## RECORDS SUPPLIED:
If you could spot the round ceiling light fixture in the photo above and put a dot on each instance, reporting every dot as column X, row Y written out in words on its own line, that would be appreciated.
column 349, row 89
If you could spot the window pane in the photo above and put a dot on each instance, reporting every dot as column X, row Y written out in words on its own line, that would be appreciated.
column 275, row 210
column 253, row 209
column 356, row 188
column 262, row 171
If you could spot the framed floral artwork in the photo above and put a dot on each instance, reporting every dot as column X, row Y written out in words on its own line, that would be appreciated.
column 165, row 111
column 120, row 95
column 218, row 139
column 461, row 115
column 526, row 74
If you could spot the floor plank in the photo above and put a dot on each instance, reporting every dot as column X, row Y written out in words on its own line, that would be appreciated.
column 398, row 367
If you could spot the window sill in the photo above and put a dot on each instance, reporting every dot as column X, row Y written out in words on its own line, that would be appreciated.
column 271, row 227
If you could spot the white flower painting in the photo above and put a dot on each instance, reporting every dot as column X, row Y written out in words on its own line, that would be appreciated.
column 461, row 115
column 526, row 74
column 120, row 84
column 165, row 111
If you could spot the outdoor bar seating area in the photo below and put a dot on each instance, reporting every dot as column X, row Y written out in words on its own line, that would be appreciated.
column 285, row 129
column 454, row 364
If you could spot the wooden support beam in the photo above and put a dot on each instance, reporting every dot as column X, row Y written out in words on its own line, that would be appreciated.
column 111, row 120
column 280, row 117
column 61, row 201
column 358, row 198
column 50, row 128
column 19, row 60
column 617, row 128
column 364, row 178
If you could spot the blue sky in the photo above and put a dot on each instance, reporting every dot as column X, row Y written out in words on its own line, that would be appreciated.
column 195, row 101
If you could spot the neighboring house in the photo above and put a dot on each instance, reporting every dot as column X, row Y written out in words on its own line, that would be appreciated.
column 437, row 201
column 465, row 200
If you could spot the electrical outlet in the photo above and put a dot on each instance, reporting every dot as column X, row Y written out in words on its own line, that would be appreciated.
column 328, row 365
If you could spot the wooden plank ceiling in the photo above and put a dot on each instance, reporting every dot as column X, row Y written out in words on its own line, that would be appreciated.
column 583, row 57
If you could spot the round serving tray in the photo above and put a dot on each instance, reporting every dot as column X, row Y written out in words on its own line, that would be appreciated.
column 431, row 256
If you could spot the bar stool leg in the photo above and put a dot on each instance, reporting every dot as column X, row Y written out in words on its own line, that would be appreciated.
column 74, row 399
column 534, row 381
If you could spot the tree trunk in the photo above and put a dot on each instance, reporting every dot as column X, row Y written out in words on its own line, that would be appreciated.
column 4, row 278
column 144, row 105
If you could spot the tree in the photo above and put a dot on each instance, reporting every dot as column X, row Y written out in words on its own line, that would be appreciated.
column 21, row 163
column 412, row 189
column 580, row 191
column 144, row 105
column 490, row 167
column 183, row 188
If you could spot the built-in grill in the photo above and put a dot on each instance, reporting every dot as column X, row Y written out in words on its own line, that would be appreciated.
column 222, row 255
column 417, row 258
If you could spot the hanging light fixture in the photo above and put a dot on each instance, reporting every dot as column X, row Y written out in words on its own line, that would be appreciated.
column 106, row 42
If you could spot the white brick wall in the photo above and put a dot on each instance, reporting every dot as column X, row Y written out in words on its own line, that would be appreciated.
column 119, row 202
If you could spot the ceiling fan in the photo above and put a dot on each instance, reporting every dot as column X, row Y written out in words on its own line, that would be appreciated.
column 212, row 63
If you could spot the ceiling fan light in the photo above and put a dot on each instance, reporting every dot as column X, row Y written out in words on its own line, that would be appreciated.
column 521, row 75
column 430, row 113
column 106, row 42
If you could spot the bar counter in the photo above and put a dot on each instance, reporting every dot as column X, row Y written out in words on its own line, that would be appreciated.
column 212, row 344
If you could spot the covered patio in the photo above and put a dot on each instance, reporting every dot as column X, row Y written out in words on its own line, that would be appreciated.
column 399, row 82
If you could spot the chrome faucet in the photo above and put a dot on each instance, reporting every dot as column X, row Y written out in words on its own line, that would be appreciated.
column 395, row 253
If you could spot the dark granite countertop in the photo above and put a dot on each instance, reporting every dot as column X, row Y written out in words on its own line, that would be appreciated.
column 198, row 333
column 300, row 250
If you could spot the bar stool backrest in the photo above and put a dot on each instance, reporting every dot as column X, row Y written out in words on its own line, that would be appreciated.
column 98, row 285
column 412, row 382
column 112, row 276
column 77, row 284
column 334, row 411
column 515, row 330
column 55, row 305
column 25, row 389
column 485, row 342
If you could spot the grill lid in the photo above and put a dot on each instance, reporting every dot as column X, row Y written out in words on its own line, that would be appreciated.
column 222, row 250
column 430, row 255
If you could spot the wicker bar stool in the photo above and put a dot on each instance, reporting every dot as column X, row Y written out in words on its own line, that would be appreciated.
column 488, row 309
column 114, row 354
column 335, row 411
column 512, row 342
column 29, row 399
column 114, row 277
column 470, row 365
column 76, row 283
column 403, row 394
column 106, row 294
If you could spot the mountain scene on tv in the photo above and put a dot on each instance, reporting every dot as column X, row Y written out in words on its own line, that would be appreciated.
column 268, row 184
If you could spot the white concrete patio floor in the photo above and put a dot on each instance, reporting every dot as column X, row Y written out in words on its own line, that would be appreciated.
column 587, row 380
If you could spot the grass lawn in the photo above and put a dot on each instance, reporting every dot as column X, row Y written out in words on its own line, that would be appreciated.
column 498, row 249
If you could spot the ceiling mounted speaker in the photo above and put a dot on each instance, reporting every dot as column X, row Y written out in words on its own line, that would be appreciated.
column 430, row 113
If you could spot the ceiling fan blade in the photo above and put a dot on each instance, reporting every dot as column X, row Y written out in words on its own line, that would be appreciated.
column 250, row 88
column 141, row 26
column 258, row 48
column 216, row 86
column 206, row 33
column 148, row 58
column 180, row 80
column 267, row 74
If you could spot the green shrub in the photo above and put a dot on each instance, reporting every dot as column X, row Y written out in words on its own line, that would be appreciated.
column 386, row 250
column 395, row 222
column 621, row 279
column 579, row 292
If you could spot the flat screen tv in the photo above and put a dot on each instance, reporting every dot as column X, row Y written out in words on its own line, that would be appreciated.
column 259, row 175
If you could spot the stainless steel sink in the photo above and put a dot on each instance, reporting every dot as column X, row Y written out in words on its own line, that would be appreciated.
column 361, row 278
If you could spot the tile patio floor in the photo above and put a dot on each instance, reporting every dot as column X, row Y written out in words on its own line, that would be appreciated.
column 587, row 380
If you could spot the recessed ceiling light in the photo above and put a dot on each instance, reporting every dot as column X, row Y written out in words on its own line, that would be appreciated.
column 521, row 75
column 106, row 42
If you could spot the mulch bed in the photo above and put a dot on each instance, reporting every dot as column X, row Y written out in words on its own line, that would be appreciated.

## DIRECTIONS:
Restate the final lines of the listing above word for word, beginning at the line that contains "If you could spot the tile".

## RESPONSE TO THE TASK:
If you could spot the tile patio floor in the photo above and put a dot on each instance, reporting every dot as column X, row Y written out in words on its own line, that would be appreciated.
column 587, row 380
If you could spot the recessed ceiling light in the photo above and put a dot on each instance, reporting every dot as column X, row Y written out in words on its own line, that would be appreciated.
column 521, row 75
column 106, row 42
If you could spot the mulch bed in the photo above and put a dot on each instance, reporting every dot as column X, row Y written out in words on its own line, that would be appreciated.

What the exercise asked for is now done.